Given instruction:
Transcribe the material in full, exactly as written.

-------- Extracted information --------

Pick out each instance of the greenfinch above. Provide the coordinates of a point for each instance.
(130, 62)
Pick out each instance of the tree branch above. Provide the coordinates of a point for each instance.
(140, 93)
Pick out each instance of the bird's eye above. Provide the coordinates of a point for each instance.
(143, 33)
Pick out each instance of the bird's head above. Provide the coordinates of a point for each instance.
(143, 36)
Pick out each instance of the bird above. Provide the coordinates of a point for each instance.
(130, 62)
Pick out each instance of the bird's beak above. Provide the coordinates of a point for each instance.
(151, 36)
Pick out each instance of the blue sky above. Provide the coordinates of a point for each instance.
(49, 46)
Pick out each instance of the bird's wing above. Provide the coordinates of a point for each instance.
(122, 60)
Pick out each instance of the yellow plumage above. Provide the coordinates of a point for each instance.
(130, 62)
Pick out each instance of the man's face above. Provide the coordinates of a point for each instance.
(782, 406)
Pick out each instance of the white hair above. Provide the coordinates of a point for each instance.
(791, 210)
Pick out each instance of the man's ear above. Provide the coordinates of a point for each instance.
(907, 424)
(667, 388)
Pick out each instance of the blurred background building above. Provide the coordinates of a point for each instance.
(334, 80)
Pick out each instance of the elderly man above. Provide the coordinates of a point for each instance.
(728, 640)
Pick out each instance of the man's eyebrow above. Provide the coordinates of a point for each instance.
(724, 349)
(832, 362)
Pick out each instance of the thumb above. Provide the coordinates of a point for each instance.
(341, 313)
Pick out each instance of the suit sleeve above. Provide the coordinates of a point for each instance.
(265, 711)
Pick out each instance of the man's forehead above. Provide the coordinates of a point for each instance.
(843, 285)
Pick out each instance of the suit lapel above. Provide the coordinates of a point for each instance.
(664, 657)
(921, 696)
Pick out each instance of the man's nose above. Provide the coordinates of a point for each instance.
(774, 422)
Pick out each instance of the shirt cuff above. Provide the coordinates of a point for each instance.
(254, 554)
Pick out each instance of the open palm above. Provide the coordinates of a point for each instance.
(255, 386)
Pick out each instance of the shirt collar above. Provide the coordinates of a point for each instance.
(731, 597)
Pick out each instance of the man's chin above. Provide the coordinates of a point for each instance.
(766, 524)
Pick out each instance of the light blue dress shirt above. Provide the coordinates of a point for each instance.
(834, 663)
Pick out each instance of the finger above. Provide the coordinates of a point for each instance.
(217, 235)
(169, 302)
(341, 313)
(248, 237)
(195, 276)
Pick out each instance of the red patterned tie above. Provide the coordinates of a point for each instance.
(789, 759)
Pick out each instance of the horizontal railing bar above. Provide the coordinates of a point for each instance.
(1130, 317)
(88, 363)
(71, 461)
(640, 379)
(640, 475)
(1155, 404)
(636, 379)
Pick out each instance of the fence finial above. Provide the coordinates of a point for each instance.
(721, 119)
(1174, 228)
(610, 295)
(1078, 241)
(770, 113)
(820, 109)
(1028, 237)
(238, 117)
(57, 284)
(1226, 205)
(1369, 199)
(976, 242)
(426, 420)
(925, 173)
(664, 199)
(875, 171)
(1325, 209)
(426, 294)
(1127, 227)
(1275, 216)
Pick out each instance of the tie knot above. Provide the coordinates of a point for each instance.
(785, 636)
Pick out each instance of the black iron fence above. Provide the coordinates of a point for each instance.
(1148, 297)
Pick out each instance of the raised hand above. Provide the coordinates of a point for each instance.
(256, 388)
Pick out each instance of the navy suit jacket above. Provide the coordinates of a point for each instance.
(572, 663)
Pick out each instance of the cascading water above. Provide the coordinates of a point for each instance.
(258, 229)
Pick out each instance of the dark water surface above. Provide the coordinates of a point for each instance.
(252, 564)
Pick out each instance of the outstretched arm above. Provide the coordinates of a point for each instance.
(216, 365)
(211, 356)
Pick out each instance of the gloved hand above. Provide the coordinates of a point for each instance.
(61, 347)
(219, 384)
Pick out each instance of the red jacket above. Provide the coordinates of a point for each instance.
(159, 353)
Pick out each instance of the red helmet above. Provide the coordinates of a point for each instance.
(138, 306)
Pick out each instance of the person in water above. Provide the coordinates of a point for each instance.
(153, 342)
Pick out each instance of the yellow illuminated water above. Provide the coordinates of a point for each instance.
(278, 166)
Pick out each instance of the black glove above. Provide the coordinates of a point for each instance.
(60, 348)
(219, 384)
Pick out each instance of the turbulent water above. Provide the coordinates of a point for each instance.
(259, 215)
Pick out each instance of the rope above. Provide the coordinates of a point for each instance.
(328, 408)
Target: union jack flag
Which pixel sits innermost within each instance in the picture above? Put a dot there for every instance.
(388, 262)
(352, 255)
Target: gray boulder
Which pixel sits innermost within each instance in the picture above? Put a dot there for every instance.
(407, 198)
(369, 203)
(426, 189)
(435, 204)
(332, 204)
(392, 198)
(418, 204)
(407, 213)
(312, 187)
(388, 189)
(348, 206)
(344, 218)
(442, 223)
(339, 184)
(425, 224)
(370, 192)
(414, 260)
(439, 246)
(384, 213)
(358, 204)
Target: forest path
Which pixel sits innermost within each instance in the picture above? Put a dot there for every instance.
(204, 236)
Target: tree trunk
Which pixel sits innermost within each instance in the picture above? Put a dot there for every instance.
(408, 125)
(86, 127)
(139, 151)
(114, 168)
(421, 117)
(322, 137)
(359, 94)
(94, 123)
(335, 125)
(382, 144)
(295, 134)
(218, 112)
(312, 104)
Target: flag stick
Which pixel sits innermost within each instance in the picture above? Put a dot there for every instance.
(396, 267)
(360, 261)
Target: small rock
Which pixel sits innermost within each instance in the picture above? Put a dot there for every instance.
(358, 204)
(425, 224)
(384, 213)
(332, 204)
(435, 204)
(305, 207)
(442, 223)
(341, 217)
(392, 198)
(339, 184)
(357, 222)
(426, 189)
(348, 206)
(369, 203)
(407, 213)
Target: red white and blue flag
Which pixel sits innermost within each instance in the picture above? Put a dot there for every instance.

--------

Response for this exercise:
Pick out each instance of the greenfinch above. Provide the coordinates of a point for each instance.
(130, 62)
Pick out each instance of the tree branch above. Provide the coordinates of a point for each instance.
(140, 93)
Pick out each instance of the bird's eye above. Provide the coordinates of a point for each instance.
(143, 33)
Pick out each instance of the bird's head above. Provide the coordinates of a point for each instance.
(143, 36)
Pick out each instance of the bird above. Provide the coordinates of a point for each instance.
(130, 62)
Pick out each instance of the bird's beak above. Provide the coordinates of a point for each instance.
(151, 36)
Pick out each instance of the blue sky above. Provide the coordinates of a point for each instance.
(49, 46)
Pick out each instance of the bird's wing above. Provide the coordinates of a point for each instance.
(122, 60)
Pick out each instance of the yellow plumage above. Provide the coordinates of a point for each instance.
(130, 62)
Pick out each instance of the man's face above. Provide the coordinates of a point for each instance.
(782, 406)
Pick out each instance of the white hair above. Provide the coordinates of a point for each instance.
(791, 210)
Pick out each instance of the man's ear above. Provide the coordinates of a point for each instance.
(907, 424)
(667, 388)
Pick out each instance of the blurred background building above. Provide the coordinates of a point for each instance.
(334, 80)
Pick out each instance of the elderly man above. Provide the coordinates of a point for each instance.
(728, 640)
Pick out each instance of the man's eyebrow above. Provide the coordinates of a point for each instance.
(724, 349)
(832, 362)
Pick out each instance of the thumb above. Provide the coordinates of a point for each instance.
(341, 313)
Pick out each instance of the suit sleeve above. Provide the coordinates of a point for each instance.
(265, 711)
Pick out each instance of the man's forehead above. Provide the coordinates of a point for each instance.
(843, 285)
Pick out each instance of the suit lapel above. Provide the coordinates of a point for each instance.
(664, 657)
(921, 696)
Pick out each instance of the man's nose above. Provide the coordinates of a point for each instance.
(774, 422)
Pick out each instance of the shirt cuff above. Provide the coordinates of a point for each instance.
(254, 554)
Pick out each instance of the open palm above. Provide the coordinates of a point for each instance.
(255, 386)
Pick out each instance of the shirt collar above. Provide the coordinates of a point for each instance.
(731, 597)
Pick out each instance of the man's chin above. Provide the coordinates of a point for each instance.
(766, 524)
Pick out each instance of the light blue dress shirt above. Provide the coordinates of a point for each instance.
(834, 663)
Pick out each instance of the finger above. Provide the coordinates of a point for each instance.
(217, 235)
(169, 302)
(341, 313)
(248, 237)
(195, 276)
Pick out each instance of the red patterned tie above. Provide the coordinates of a point for each instance.
(789, 759)
Pick out each instance of the horizontal railing bar above. Provide the coordinates of a point for each instance.
(1130, 317)
(88, 363)
(71, 461)
(640, 379)
(640, 475)
(1155, 404)
(636, 379)
Pick out each instance of the fence finial above. Provide the coordinates of a point for each instance.
(721, 119)
(1174, 228)
(610, 295)
(1078, 241)
(770, 113)
(820, 109)
(1028, 237)
(238, 117)
(57, 284)
(1226, 205)
(1369, 199)
(976, 242)
(426, 420)
(925, 173)
(664, 199)
(875, 171)
(1325, 209)
(426, 294)
(1127, 227)
(1275, 216)
Pick out each instance of the tie knot above. Provide the coordinates of a point for each instance.
(785, 636)
Pick out each instance of the black iron fence above. Provide the coordinates of a point for each instance.
(1148, 297)
Pick out each instance of the raised hand above. Provide the coordinates of a point for each instance.
(256, 388)
Pick out each instance of the navy suit jacket above. Provide the coordinates of a point for each instance.
(572, 663)
Pick out each instance of the cascading water above. Provide the coordinates of a point for each instance.
(258, 229)
Pick out each instance of the dark water surface above. Provide the coordinates of a point for each instance.
(252, 564)
Pick out each instance of the outstretched arm above. Provide the coordinates of a point for each instance.
(216, 365)
(211, 356)
Pick out each instance of the gloved hand above. Provide the coordinates of a point for each instance.
(61, 347)
(219, 384)
Pick out each instance of the red jacket above. Provide the coordinates of a point for each instance.
(159, 353)
Pick out each instance of the red helmet above. Provide the coordinates of a point for each instance.
(138, 306)
Pick out each instance of the person in water above. Provide the coordinates of a point for each instance.
(153, 342)
Pick out each instance of the yellow illuminated water above. Provide the coordinates of a point for each instance.
(278, 166)
Pick out each instance of the black glove above. Provide the coordinates of a point for each instance.
(60, 348)
(219, 384)
Pick out each instance of the turbulent water above. Provide the coordinates of a point for each instance.
(259, 215)
Pick out each instance of the rope above. Provide the coordinates of a point for each instance.
(328, 408)
Target: union jack flag
Which pixel sits innermost within each instance in the picture above? Put a dot there for every instance.
(388, 262)
(352, 255)
Target: gray boulder
Which pixel sits innermost within each instance in the picture above? Put a dot there for every instance.
(407, 198)
(369, 203)
(426, 189)
(435, 204)
(332, 204)
(392, 198)
(418, 204)
(407, 213)
(312, 187)
(388, 189)
(348, 206)
(344, 218)
(442, 223)
(339, 184)
(425, 224)
(370, 192)
(414, 260)
(439, 246)
(384, 213)
(358, 204)
Target: forest path
Which pixel sits innermost within each instance in the picture above? Put a dot there for every instance.
(204, 236)
Target: tree trunk
Which pixel sits innermost within each instance in the picture above? Put a dot there for every instance.
(408, 125)
(86, 127)
(139, 151)
(114, 168)
(421, 117)
(322, 137)
(359, 94)
(94, 123)
(335, 125)
(382, 144)
(295, 134)
(218, 112)
(312, 104)
Target: flag stick
Which pixel sits innermost within each instance in the picture above? Put a dot there for every instance.
(396, 267)
(360, 261)
Target: small rock
Which pixel sits innermost within each instance in the picture above? Put a dot there for every instance.
(358, 204)
(425, 224)
(384, 213)
(332, 204)
(435, 204)
(305, 207)
(442, 223)
(341, 217)
(392, 198)
(339, 184)
(357, 222)
(426, 189)
(348, 206)
(369, 203)
(407, 213)
Target: red white and blue flag
Which pixel sits innermost within each instance in the picture above? Put a dot there for every instance.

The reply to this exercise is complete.